SUPPLIED DATA -
━━━━━━

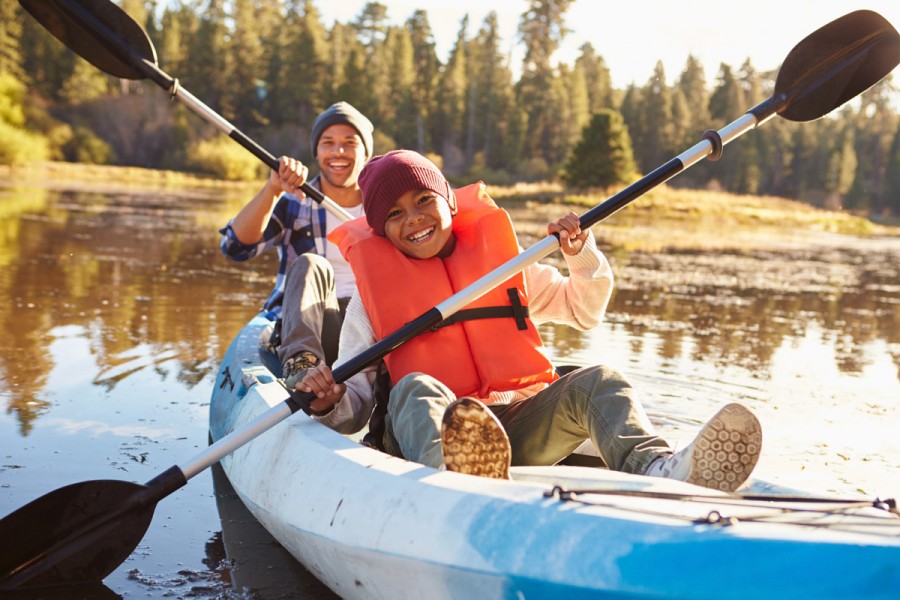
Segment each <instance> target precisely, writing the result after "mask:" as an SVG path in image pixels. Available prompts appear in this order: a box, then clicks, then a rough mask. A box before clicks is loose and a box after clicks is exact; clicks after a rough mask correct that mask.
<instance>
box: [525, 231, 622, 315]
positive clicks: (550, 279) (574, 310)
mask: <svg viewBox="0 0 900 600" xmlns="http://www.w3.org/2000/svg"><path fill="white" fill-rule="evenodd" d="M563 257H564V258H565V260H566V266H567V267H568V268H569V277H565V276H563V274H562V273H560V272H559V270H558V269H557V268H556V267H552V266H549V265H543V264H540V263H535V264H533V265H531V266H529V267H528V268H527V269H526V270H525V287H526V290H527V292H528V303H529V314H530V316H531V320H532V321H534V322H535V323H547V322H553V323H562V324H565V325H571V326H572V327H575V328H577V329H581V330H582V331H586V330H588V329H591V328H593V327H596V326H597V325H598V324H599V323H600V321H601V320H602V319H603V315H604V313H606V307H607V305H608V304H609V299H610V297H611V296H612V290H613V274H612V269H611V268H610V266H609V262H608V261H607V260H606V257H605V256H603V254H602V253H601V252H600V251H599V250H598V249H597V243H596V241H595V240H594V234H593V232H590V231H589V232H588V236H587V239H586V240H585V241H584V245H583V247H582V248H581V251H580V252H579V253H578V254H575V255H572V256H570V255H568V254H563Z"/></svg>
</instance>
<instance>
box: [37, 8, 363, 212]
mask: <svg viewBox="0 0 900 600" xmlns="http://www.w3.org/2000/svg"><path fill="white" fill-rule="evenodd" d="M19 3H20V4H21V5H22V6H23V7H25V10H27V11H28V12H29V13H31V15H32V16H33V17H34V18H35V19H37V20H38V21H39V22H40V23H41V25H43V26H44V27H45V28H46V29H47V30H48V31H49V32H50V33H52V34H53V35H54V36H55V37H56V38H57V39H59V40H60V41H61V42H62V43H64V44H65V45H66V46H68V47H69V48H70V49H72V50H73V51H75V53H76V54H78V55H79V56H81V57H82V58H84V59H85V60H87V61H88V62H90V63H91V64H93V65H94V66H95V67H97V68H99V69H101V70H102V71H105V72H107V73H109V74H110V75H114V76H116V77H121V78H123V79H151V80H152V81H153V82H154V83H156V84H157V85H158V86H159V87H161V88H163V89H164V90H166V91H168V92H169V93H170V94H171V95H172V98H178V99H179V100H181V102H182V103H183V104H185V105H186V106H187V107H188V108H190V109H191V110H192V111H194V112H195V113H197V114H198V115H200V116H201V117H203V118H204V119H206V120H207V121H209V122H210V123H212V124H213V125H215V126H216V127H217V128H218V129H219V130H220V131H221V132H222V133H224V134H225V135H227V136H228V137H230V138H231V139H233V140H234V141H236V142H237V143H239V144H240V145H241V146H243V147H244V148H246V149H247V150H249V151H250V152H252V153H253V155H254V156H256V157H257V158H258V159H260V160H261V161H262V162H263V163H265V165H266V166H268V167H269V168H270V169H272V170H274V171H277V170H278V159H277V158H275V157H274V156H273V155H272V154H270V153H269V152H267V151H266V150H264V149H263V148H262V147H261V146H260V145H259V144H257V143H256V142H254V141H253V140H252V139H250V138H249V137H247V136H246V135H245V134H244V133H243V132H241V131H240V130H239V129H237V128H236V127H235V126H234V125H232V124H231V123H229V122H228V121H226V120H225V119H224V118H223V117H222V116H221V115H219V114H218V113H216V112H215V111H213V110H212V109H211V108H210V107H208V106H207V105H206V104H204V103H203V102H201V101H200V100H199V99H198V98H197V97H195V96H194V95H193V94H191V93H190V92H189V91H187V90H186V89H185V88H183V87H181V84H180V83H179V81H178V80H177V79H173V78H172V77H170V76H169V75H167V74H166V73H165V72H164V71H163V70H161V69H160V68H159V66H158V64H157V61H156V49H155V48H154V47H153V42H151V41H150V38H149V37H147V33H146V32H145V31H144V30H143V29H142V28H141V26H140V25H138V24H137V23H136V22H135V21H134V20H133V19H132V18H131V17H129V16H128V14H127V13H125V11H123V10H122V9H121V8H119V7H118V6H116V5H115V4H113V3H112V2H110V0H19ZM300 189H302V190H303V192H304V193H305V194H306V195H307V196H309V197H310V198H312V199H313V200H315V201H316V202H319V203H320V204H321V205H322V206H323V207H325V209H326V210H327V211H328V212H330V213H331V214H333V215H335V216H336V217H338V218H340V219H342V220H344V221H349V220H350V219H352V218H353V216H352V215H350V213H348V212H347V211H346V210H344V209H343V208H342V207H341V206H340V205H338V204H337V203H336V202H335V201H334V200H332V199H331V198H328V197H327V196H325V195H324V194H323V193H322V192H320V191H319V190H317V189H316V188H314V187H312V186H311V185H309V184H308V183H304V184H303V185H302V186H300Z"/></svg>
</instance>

━━━━━━

TO DO - Omitting the images, output each record precisely as written.

SOLUTION BELOW -
Segment each <instance> target precisely, writing the result after "mask:" as an SVG path in image pixels. Available prompts appear in this order: a box, then clicks, then a rough mask. A box before clicks is loose and a box after clicks is exact; clicks after a rough mask correct that mask.
<instance>
box: [525, 231, 622, 315]
positive clicks: (550, 279) (574, 310)
mask: <svg viewBox="0 0 900 600" xmlns="http://www.w3.org/2000/svg"><path fill="white" fill-rule="evenodd" d="M563 257H564V258H565V260H566V266H567V267H568V268H569V277H565V276H563V274H562V273H560V272H559V270H558V269H557V268H556V267H552V266H549V265H543V264H540V263H535V264H533V265H531V266H529V267H528V268H527V269H526V270H525V287H526V290H527V292H528V303H529V314H530V316H531V320H532V321H534V322H535V323H547V322H553V323H562V324H565V325H571V326H572V327H575V328H577V329H581V330H582V331H586V330H588V329H591V328H593V327H596V326H597V325H598V324H599V323H600V321H601V320H602V319H603V315H604V313H606V307H607V305H608V304H609V299H610V297H611V296H612V290H613V274H612V269H611V268H610V266H609V262H608V261H607V260H606V257H605V256H603V254H602V253H601V252H600V251H599V250H598V249H597V243H596V241H595V240H594V234H593V232H590V231H589V232H588V236H587V239H586V240H585V241H584V245H583V247H582V248H581V251H580V252H579V253H578V254H575V255H572V256H570V255H568V254H563Z"/></svg>
</instance>
<instance>
box: [37, 8, 363, 212]
mask: <svg viewBox="0 0 900 600" xmlns="http://www.w3.org/2000/svg"><path fill="white" fill-rule="evenodd" d="M19 3H20V4H21V5H22V6H23V7H25V10H27V11H28V12H29V13H31V15H32V16H33V17H34V18H35V19H37V20H38V21H39V22H40V23H41V25H43V26H44V27H45V28H46V29H47V30H48V31H49V32H50V33H52V34H53V35H54V36H55V37H56V38H57V39H59V40H60V41H61V42H62V43H64V44H65V45H66V46H68V47H69V48H70V49H72V50H73V51H75V53H76V54H78V55H79V56H81V57H82V58H84V59H85V60H87V61H88V62H90V63H91V64H93V65H94V66H95V67H97V68H99V69H101V70H102V71H105V72H107V73H109V74H110V75H114V76H116V77H121V78H123V79H151V80H152V81H153V82H154V83H156V84H157V85H158V86H159V87H161V88H163V89H164V90H166V91H168V92H169V93H170V94H171V95H172V98H178V99H179V100H181V102H182V103H183V104H185V105H186V106H187V107H188V108H190V109H191V110H192V111H194V112H195V113H197V114H198V115H200V116H201V117H203V118H204V119H206V120H207V121H209V122H210V123H212V124H213V125H215V126H216V127H217V128H218V129H219V130H220V131H221V132H222V133H224V134H225V135H227V136H228V137H230V138H231V139H233V140H234V141H236V142H237V143H239V144H240V145H241V146H243V147H244V148H246V149H247V150H249V151H250V152H252V153H253V155H254V156H256V157H257V158H258V159H260V160H261V161H262V162H263V163H265V165H266V166H268V167H269V168H270V169H272V170H274V171H277V170H278V159H277V158H275V157H274V156H273V155H272V154H270V153H269V152H267V151H266V150H264V149H263V148H262V147H261V146H260V145H259V144H257V143H256V142H254V141H253V140H252V139H250V138H249V137H247V136H246V135H245V134H244V133H243V132H241V131H240V130H239V129H237V128H236V127H235V126H234V125H232V124H231V123H229V122H228V121H226V120H225V119H224V118H223V117H222V116H221V115H219V114H218V113H216V112H215V111H213V110H212V109H211V108H210V107H208V106H207V105H206V104H204V103H203V102H201V101H200V100H199V99H198V98H197V97H195V96H194V95H193V94H191V93H190V92H189V91H187V90H186V89H185V88H183V87H181V84H180V83H179V81H178V80H177V79H173V78H172V77H170V76H169V75H167V74H166V73H165V72H164V71H163V70H161V69H160V68H159V66H158V64H157V61H156V49H155V48H154V47H153V42H151V41H150V38H149V37H147V33H146V32H145V31H144V30H143V29H142V28H141V26H140V25H138V24H137V23H136V22H135V21H134V20H133V19H132V18H131V17H129V16H128V14H127V13H125V11H123V10H122V9H121V8H119V7H118V6H116V5H115V4H113V3H112V2H110V0H19ZM300 189H302V190H303V192H304V193H305V194H306V195H307V196H309V197H310V198H312V199H313V200H315V201H316V202H319V203H320V204H321V205H322V206H323V207H325V209H326V210H327V211H328V212H330V213H331V214H333V215H335V216H336V217H338V218H340V219H342V220H344V221H349V220H350V219H352V218H353V216H352V215H350V213H348V212H347V211H346V210H344V209H343V208H342V207H341V206H340V205H338V204H337V203H336V202H335V201H334V200H332V199H331V198H328V197H327V196H325V195H324V194H323V193H322V192H320V191H319V190H317V189H316V188H314V187H312V186H311V185H309V184H308V183H304V184H303V185H302V186H300Z"/></svg>
</instance>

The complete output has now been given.